• [THE EXERCISE]:
Select every line of the records below that contains the string "green", treating uppercase and lowercase letters as distinct. Copy each selected line unchanged.

• [EXCERPTED DATA]:

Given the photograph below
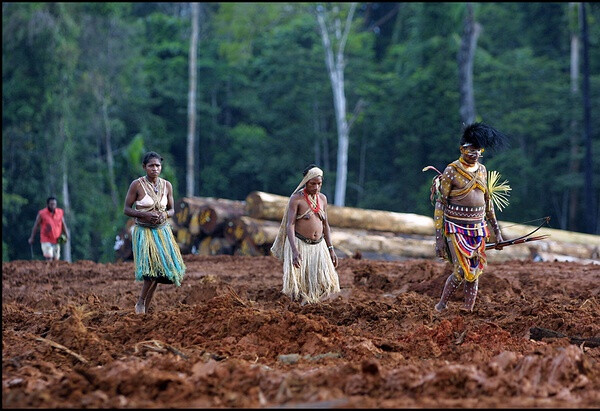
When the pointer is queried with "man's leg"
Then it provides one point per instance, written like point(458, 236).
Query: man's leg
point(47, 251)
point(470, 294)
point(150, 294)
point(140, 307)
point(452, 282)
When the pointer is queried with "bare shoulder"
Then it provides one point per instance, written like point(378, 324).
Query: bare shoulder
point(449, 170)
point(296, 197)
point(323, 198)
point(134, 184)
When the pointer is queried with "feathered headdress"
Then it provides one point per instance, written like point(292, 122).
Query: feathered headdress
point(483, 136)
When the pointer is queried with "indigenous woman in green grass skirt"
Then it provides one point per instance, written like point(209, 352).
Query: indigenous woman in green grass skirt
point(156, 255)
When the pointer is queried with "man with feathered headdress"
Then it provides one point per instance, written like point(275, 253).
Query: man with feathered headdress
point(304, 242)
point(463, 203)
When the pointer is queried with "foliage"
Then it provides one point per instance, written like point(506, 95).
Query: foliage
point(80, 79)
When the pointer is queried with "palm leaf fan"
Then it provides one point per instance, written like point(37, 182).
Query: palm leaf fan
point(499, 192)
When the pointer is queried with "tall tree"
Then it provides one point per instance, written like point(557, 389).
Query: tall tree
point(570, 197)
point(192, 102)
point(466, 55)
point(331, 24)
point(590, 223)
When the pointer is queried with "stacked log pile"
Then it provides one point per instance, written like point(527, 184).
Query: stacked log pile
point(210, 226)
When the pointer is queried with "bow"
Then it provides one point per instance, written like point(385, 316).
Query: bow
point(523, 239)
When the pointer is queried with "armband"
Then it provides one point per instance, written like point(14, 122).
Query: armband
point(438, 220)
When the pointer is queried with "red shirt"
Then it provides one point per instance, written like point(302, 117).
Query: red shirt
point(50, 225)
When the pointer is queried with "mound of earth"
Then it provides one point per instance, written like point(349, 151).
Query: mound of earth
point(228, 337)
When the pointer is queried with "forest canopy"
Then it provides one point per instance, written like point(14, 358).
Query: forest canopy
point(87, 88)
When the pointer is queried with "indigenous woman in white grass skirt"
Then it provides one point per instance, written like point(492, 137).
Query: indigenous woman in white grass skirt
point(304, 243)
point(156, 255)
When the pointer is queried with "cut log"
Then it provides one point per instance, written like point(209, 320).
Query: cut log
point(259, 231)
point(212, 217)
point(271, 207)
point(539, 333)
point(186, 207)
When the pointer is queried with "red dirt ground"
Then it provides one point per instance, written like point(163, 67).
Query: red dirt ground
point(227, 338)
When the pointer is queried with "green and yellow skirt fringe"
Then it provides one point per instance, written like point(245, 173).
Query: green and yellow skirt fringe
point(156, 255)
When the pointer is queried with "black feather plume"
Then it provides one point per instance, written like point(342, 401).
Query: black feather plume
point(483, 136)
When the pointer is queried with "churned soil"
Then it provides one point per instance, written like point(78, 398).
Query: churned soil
==
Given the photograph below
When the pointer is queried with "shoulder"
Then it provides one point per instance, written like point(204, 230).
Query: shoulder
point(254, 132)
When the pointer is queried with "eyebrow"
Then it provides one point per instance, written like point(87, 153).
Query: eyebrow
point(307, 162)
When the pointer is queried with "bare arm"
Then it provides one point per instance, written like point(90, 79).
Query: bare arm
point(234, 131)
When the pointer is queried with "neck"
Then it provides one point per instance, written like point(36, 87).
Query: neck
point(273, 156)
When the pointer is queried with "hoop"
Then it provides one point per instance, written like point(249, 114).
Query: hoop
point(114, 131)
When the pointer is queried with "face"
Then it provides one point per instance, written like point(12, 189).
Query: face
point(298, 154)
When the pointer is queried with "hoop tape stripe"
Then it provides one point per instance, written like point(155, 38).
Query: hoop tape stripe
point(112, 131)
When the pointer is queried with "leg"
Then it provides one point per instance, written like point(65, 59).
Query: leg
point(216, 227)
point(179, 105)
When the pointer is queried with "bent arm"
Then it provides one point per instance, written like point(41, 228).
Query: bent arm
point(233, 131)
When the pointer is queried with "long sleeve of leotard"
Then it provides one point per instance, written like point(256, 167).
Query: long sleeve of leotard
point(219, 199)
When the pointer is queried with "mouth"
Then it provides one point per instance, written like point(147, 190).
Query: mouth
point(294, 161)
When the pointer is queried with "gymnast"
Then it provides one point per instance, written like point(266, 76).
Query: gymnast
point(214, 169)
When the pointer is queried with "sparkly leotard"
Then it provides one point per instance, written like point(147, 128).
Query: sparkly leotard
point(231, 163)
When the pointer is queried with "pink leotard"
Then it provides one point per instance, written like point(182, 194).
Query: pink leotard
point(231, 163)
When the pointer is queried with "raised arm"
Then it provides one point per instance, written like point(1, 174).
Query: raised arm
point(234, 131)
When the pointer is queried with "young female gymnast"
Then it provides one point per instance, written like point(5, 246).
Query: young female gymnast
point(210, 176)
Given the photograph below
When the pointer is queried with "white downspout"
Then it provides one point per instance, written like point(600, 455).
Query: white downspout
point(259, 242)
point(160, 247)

• [RESPONSE TO THIS TASK]:
When the pointer is queried with "indigenous woman in green grass skirt"
Query: indigenous woman in green grass skirt
When the pointer is queried with "green and yellow skirt fringe"
Query: green and yellow skirt fringe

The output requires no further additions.